_WRITTEN EXERCISE_
According to the text on the Malagasy Air Force, which country supplied the four MiG-17F fighters received in 1979?

The Malagasy Air Force is the aerial warfare branch of the Madagascar People's Armed Forces.

History 
The Malagasy Air Force was founded in 1960 with mainly former French aircraft such as Douglas DC-3s, Max Holste MH.1521 Broussards and Dassault MD 312s. As of 1970, the air force had 400 personnel on strength, and operated 10 transport aircraft, 11 liaison aircraft, three trainer aircraft and 10 helicopters. The Malagasy Air Force received four MiG-17F fighters from North Korea in 1979. The first Mil Mi-8s were delivered in 1976, and two Antonov An-26s followed in 1980. Several Alouette IIIs were also received in the early 1980s. At an unknown time in the 1980s, the Malagasy Air Force received 10 MiG-21bis fighters and two MiG-21UM trainers. MiG-21s are confirmed to have been operational between 1990 and 2001. They flew little, and all of them were eventually put into storage.

_EXCERPTED RECORDS_
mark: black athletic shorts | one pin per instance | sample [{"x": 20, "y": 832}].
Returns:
...
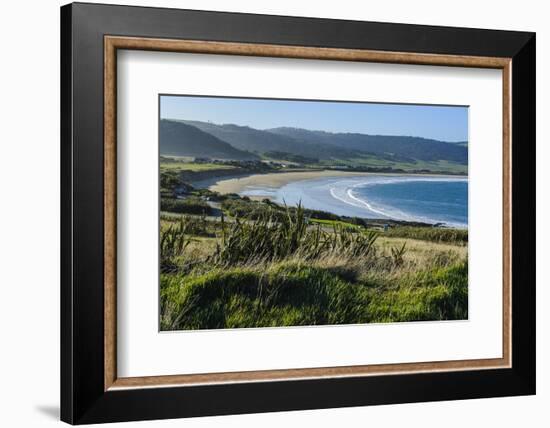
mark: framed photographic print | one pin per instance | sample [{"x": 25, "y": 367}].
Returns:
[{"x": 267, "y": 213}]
...
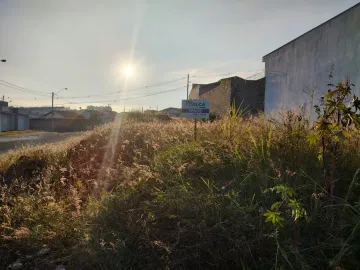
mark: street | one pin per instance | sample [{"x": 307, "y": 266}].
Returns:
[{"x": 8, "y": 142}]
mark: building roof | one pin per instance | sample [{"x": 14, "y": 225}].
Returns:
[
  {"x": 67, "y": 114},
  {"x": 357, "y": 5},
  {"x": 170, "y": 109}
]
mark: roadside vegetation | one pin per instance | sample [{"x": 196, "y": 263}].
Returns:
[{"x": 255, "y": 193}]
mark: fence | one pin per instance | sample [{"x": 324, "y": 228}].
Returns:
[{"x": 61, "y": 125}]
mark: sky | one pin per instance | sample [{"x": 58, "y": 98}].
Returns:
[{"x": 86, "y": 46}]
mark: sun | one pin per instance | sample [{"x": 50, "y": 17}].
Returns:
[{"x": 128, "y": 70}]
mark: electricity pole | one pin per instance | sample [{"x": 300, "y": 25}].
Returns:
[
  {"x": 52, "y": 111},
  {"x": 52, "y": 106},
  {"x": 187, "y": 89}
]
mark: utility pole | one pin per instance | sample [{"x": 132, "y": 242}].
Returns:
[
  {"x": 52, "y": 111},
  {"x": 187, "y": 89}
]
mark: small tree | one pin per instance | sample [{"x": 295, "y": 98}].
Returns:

_RESULT FOR THIS TASK_
North Korea